> [What is being asked]
Reproduce this listing in full.

> [Records to use]
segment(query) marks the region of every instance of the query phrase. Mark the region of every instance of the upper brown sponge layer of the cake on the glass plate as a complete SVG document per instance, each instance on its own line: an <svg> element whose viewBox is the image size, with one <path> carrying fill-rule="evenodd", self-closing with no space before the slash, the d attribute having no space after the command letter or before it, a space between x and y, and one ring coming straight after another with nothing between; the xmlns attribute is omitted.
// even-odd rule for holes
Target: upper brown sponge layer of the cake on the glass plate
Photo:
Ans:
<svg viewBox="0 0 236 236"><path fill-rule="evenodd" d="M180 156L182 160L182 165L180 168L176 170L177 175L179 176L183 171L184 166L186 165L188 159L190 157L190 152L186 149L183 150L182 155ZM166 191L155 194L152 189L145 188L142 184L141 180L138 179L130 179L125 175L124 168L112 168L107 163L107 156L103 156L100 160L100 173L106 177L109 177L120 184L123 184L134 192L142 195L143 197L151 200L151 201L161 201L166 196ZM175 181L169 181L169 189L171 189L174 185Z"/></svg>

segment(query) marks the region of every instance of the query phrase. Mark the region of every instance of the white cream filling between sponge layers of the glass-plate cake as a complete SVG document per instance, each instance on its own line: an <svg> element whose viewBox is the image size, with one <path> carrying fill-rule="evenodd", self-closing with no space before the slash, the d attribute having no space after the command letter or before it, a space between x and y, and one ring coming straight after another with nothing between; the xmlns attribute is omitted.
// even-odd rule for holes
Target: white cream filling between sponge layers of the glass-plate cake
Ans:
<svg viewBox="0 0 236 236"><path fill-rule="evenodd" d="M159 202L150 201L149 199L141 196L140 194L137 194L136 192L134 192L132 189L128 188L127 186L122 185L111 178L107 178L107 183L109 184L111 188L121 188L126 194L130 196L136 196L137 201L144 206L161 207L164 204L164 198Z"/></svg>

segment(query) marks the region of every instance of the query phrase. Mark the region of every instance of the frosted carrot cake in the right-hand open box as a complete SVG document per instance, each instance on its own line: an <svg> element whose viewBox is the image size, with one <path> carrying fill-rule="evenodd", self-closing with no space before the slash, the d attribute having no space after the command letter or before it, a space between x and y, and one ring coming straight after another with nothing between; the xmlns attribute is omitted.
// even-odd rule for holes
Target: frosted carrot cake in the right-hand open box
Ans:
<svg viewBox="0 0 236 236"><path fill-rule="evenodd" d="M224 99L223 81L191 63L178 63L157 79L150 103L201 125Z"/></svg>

> [Solution to the exercise]
segment(query) marks the region of every instance of the query phrase. Mark the region of every instance of the upper brown sponge layer of the cake on the glass plate as a complete SVG document per instance, each instance on its own line: an <svg> element whose viewBox is the image size, with one <path> carrying fill-rule="evenodd", self-closing with no space before the slash, the d attribute having no space after the command letter or before it, a space between x and y, and one ring coming straight after another with nothing between; the xmlns attribute is omitted.
// even-odd rule for holes
Target: upper brown sponge layer of the cake on the glass plate
Photo:
Ans:
<svg viewBox="0 0 236 236"><path fill-rule="evenodd" d="M180 156L182 160L182 165L180 168L176 170L177 175L179 176L183 171L184 166L186 165L188 159L190 157L190 152L186 149L183 150L182 155ZM166 191L155 194L152 189L145 188L142 184L141 180L138 179L130 179L125 175L124 168L112 168L107 163L107 156L103 156L100 160L100 173L106 177L109 177L120 184L123 184L134 192L142 195L143 197L151 200L151 201L161 201L166 196ZM175 181L169 181L169 189L171 189L174 185Z"/></svg>

segment(query) marks the region of every instance of the query phrase. Mark the region of every instance of the white cream filling between sponge layers of the glass-plate cake as a complete SVG document per instance, each instance on its own line: an <svg> element whose viewBox is the image size, with one <path> carrying fill-rule="evenodd", self-closing with no space before the slash, the d attribute having no space after the command letter or before it, a space between x and y, and one ring coming straight after another with nothing between; the xmlns attribute is omitted.
// even-odd rule for holes
Target: white cream filling between sponge layers of the glass-plate cake
Ans:
<svg viewBox="0 0 236 236"><path fill-rule="evenodd" d="M159 202L150 201L149 199L141 196L140 194L137 194L136 192L134 192L132 189L128 188L127 186L122 185L111 178L107 178L107 183L109 184L111 188L121 188L126 194L130 196L136 196L137 201L144 206L161 207L164 204L164 198Z"/></svg>

segment(query) marks the region of every instance of the query phrase. Mark the region of every instance of the frosted carrot cake in the right-hand open box as a complete SVG document per instance, each instance on its own line: an <svg> element whose viewBox is the image size, with one <path> carrying fill-rule="evenodd", self-closing with no space before the slash, the d attribute having no space after the command letter or before it, a space between x and y, and one ring coming straight after another with nothing between; the xmlns attribute is omitted.
// even-odd rule for holes
Target: frosted carrot cake in the right-hand open box
Ans:
<svg viewBox="0 0 236 236"><path fill-rule="evenodd" d="M224 99L223 81L191 63L178 63L157 79L150 103L201 125Z"/></svg>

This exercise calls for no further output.